Your response should contain every line from the data below that holds the string "ground".

SOURCE DATA START

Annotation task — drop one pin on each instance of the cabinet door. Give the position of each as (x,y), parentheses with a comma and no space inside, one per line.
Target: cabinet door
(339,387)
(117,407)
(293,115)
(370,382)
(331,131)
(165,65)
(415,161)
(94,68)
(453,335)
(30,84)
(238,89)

SOURCE DATA END
SOURCE DATA START

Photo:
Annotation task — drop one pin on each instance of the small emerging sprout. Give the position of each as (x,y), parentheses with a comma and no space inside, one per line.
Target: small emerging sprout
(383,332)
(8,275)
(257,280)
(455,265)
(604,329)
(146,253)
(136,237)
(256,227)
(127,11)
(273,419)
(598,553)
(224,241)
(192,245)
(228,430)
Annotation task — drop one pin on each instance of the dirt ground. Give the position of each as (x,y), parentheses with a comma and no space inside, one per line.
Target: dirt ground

SOURCE DATA END

# RESULT FOR THIS EXERCISE:
Annotation task — drop one pin on each instance of the dirt ground. Give the position of each as (x,y), parentheses with a comma and no space inside, one per line.
Target: dirt ground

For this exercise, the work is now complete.